▶ _The records_

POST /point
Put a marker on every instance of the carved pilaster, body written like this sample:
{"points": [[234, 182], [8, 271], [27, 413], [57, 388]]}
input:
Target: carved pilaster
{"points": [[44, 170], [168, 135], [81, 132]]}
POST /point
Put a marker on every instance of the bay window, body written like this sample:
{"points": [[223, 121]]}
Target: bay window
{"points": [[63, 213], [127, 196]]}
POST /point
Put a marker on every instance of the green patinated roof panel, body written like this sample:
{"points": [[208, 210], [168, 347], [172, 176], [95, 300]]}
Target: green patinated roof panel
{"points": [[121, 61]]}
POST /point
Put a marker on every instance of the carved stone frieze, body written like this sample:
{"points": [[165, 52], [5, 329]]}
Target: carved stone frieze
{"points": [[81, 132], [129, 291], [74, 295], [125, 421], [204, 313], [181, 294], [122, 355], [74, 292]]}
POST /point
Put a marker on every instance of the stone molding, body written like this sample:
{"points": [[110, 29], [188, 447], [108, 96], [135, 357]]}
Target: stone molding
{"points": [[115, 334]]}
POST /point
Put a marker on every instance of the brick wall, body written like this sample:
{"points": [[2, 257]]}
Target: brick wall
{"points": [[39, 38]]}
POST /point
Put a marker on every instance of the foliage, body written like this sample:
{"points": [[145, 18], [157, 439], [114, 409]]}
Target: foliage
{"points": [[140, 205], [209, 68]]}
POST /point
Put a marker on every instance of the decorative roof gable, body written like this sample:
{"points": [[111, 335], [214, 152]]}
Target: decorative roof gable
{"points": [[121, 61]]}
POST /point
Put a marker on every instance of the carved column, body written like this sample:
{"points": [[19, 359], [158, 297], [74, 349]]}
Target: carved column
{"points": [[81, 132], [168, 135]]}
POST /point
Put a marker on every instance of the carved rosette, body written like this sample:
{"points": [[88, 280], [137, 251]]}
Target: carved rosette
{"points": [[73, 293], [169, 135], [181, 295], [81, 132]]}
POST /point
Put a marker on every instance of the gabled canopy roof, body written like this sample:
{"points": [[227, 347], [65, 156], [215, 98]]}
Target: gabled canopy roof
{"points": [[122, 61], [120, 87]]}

▶ _Given request_
Restate the records, all of them, precisely as written.

▶ _Full response_
POST /point
Put a marker on every instance of the carved pilaster, body written like this sample:
{"points": [[234, 182], [8, 271], [27, 413], [57, 388]]}
input:
Target: carved pilaster
{"points": [[44, 170], [168, 135], [81, 132]]}
POST /point
Put a marker on every instance of the bay window, body written like this sample:
{"points": [[223, 121]]}
Target: bay window
{"points": [[63, 213], [127, 196]]}
POST /point
Put a marker on every instance of the green patinated roof panel, body written like this sample:
{"points": [[208, 210], [168, 347], [172, 176], [95, 300]]}
Target: green patinated roof panel
{"points": [[121, 61]]}
POST /point
Put a marker on every instance of the carved stone frieze, body written like this sample:
{"points": [[165, 52], [5, 329]]}
Target: carved stone frieze
{"points": [[81, 132], [129, 291], [74, 295], [125, 421], [204, 313], [181, 294], [122, 355], [74, 292]]}
POST /point
Put a marker on every instance of the stone molding, body written like this sample:
{"points": [[110, 29], [188, 447], [108, 96], [135, 357]]}
Target: stone molding
{"points": [[115, 334]]}
POST /point
Put a marker on every instance of the brick wall, body written like this sample:
{"points": [[2, 257]]}
Target: brick wall
{"points": [[39, 38]]}
POST /point
Put a marker on every instance of the foliage, body written like this sample:
{"points": [[145, 18], [157, 439], [114, 409]]}
Target: foliage
{"points": [[140, 205], [209, 68]]}
POST /point
Put a marker on every instance of the decorative roof gable, body written like this sample:
{"points": [[111, 335], [214, 152]]}
Target: decorative roof gable
{"points": [[121, 61]]}
POST /point
Put a marker on every instance of the carved column, body written like this sample:
{"points": [[19, 359], [158, 297], [74, 349]]}
Target: carved column
{"points": [[81, 132], [168, 135]]}
POST /point
Put a marker on every instance of the carved rosette, body written like this sample:
{"points": [[88, 280], [137, 251]]}
Target: carved rosette
{"points": [[73, 293], [169, 135], [181, 295], [81, 132]]}
POST /point
Put a marker on every instance of the gabled canopy roof, body written like this sample:
{"points": [[227, 347], [65, 156], [215, 98]]}
Target: gabled canopy roof
{"points": [[122, 61], [120, 87]]}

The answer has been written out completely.